Dataset excerpts on object pointing:

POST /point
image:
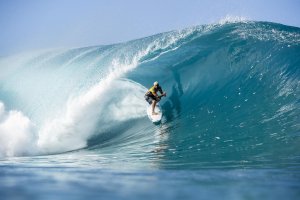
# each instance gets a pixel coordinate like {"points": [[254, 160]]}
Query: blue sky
{"points": [[41, 24]]}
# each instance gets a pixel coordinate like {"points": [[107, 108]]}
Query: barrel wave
{"points": [[233, 99]]}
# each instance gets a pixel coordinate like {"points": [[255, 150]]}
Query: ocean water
{"points": [[73, 122]]}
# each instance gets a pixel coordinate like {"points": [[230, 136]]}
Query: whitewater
{"points": [[73, 121]]}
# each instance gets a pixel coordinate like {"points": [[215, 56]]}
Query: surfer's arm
{"points": [[161, 92]]}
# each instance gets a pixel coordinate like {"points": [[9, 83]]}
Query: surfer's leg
{"points": [[153, 107]]}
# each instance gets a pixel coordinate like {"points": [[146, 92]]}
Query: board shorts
{"points": [[150, 98]]}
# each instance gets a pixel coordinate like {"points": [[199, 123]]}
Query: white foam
{"points": [[17, 133]]}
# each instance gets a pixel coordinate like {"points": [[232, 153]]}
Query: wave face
{"points": [[233, 98]]}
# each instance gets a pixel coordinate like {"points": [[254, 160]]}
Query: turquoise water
{"points": [[73, 122]]}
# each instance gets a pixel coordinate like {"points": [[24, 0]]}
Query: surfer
{"points": [[152, 97]]}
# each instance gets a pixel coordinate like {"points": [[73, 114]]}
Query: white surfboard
{"points": [[154, 118]]}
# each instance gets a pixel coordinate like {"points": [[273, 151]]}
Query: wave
{"points": [[233, 96]]}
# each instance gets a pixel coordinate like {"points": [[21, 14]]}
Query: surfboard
{"points": [[154, 118]]}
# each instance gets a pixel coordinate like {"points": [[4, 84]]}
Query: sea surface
{"points": [[73, 122]]}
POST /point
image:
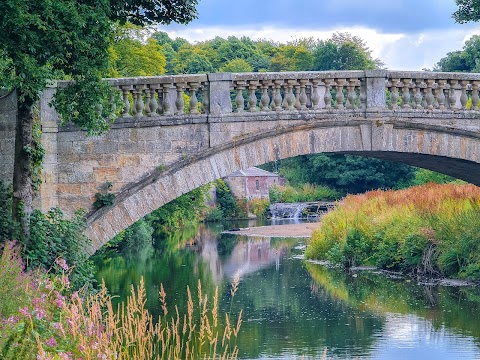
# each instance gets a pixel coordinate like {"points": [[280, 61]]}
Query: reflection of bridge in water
{"points": [[160, 148], [249, 254]]}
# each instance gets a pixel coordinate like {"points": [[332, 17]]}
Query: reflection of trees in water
{"points": [[453, 307]]}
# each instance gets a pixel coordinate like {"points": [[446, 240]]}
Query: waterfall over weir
{"points": [[299, 210]]}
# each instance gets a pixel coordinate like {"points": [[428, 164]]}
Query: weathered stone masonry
{"points": [[156, 151]]}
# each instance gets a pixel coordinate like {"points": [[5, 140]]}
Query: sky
{"points": [[404, 34]]}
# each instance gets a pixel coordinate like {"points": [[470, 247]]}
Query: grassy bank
{"points": [[429, 230], [40, 318]]}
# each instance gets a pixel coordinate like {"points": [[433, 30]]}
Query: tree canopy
{"points": [[466, 60], [468, 10]]}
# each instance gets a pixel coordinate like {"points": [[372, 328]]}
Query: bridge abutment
{"points": [[165, 144]]}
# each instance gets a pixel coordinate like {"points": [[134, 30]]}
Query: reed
{"points": [[429, 229], [130, 332]]}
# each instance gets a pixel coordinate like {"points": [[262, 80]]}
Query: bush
{"points": [[52, 237], [429, 230], [40, 319], [259, 206], [289, 194]]}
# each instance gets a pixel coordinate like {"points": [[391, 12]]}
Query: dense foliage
{"points": [[227, 204], [429, 230], [41, 318], [347, 174], [466, 60], [468, 10], [308, 192]]}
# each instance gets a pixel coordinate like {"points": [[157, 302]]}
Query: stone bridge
{"points": [[176, 133]]}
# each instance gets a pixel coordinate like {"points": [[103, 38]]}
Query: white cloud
{"points": [[398, 51]]}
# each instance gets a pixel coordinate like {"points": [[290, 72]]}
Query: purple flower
{"points": [[40, 313], [24, 311], [62, 263], [51, 342]]}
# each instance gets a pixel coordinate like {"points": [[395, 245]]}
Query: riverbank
{"points": [[431, 231], [304, 230]]}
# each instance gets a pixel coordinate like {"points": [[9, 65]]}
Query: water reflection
{"points": [[293, 308]]}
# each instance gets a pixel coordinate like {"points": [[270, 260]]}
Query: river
{"points": [[294, 308]]}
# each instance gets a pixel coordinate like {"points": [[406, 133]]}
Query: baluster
{"points": [[463, 96], [406, 93], [152, 104], [417, 94], [440, 94], [315, 97], [339, 97], [303, 95], [192, 90], [429, 94], [278, 95], [239, 100], [113, 106], [328, 96], [290, 97], [394, 95], [252, 97], [167, 106], [363, 93], [265, 99], [475, 96], [126, 101], [148, 97], [179, 102], [206, 99], [351, 94], [285, 96], [297, 96], [452, 96], [139, 105], [160, 99]]}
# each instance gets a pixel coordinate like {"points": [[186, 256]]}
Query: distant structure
{"points": [[253, 183]]}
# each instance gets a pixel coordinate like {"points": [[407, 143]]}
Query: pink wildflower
{"points": [[62, 263], [40, 313], [24, 311], [51, 342]]}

GIVEN REQUEST
Return all of the entries exactly as written, but drop any pictures they hold.

FULL ANSWER
POST /point
image:
# each instance gets a pixel coordinate like {"points": [[254, 160]]}
Query: blue sky
{"points": [[41, 24]]}
# each instance gets a pixel coordinate like {"points": [[107, 108]]}
Query: barrel wave
{"points": [[233, 99]]}
# each instance gets a pixel coordinate like {"points": [[255, 150]]}
Query: ocean water
{"points": [[73, 122]]}
# each instance gets a pixel coordinate like {"points": [[230, 136]]}
Query: whitewater
{"points": [[73, 121]]}
# each instance gets a pixel coordinate like {"points": [[215, 56]]}
Query: surfer's arm
{"points": [[161, 92]]}
# each instance gets a pixel coordinate like {"points": [[9, 83]]}
Query: surfer's leg
{"points": [[153, 107]]}
# each instance gets a pixel coordinate like {"points": [[146, 92]]}
Query: board shorts
{"points": [[150, 98]]}
# each instance gets a pixel coordinate like {"points": [[199, 123]]}
Query: white foam
{"points": [[17, 133]]}
# each instance gets a pixel coordinate like {"points": [[232, 153]]}
Query: wave face
{"points": [[233, 98]]}
# each instance gets a pixel coordinate like {"points": [[254, 160]]}
Query: turquoise water
{"points": [[73, 122]]}
# each instance gets a pixel coordinate like {"points": [[24, 0]]}
Query: surfer
{"points": [[152, 97]]}
# each instance gets a pixel coordinate like {"points": [[73, 114]]}
Query: white surfboard
{"points": [[154, 118]]}
# each instance gets a pixel coordinate like {"points": [[273, 151]]}
Query: wave
{"points": [[233, 96]]}
# each instance gets a pixel coordinate like {"points": [[21, 14]]}
Query: surfboard
{"points": [[154, 118]]}
# each instance gets a pixel coordinate like {"points": [[4, 84]]}
Query: sea surface
{"points": [[73, 122]]}
POST /point
image:
# each instance gets a pixel coordinate like {"points": [[280, 61]]}
Query: reflection of bridge in water
{"points": [[160, 148], [249, 254]]}
# each instance gets a pixel coordinate like {"points": [[332, 17]]}
Query: reflection of trees in water
{"points": [[453, 307]]}
# each instance gets a pixel coordinate like {"points": [[446, 240]]}
Query: waterfall over weir
{"points": [[299, 210]]}
# each instance gets a pixel coordinate like {"points": [[428, 164]]}
Query: weathered stone masonry
{"points": [[156, 151]]}
# each instance gets a pixel coordinate like {"points": [[5, 140]]}
Query: sky
{"points": [[404, 34]]}
# each instance gets a pixel coordinate like {"points": [[470, 247]]}
Query: grassy bank
{"points": [[429, 230], [40, 318]]}
# each instance gets a pixel coordinate like {"points": [[433, 30]]}
Query: tree canopy
{"points": [[466, 60], [468, 10]]}
# each instance gets a pixel coordinate like {"points": [[372, 328]]}
Query: bridge abutment
{"points": [[165, 144]]}
# each instance gets a pixel coordinate like {"points": [[134, 30]]}
Query: reed
{"points": [[429, 229], [130, 332]]}
# each instance gets a pixel coordinate like {"points": [[262, 80]]}
Query: bush
{"points": [[52, 237], [429, 230], [40, 319], [259, 206], [289, 194]]}
# each instance gets a pixel coordinate like {"points": [[391, 12]]}
Query: dense foliage
{"points": [[227, 204], [429, 230], [41, 318], [347, 174], [466, 60], [468, 10], [308, 192]]}
# each instance gets a pixel coordinate like {"points": [[157, 302]]}
Query: stone bridge
{"points": [[176, 133]]}
# each instance gets a pixel coordinate like {"points": [[103, 38]]}
Query: white cloud
{"points": [[398, 51]]}
# each instance gets a pixel coordinate like {"points": [[290, 72]]}
Query: purple flower
{"points": [[40, 313], [24, 311], [62, 263], [51, 342]]}
# each instance gets a pixel coordinate like {"points": [[395, 245]]}
Query: riverbank
{"points": [[431, 231], [304, 230]]}
# each instance gets a pixel coordinate like {"points": [[9, 65]]}
Query: water reflection
{"points": [[293, 308]]}
# each instance gets a pixel coordinate like {"points": [[270, 260]]}
Query: river
{"points": [[294, 308]]}
# each instance gets a pixel coordinate like {"points": [[406, 133]]}
Query: baluster
{"points": [[463, 96], [406, 93], [152, 104], [417, 94], [440, 94], [315, 97], [339, 97], [303, 95], [192, 90], [429, 94], [278, 95], [239, 100], [113, 106], [328, 96], [290, 97], [394, 95], [252, 97], [167, 106], [363, 93], [265, 99], [475, 96], [126, 101], [148, 97], [179, 102], [206, 99], [351, 94], [285, 96], [297, 96], [452, 96], [139, 105], [160, 99]]}
# each instance gets a pixel coordinate like {"points": [[186, 256]]}
Query: distant structure
{"points": [[253, 183]]}
# each instance gets a pixel coordinate like {"points": [[407, 143]]}
Query: pink wildflower
{"points": [[62, 263], [40, 313], [24, 311], [51, 342]]}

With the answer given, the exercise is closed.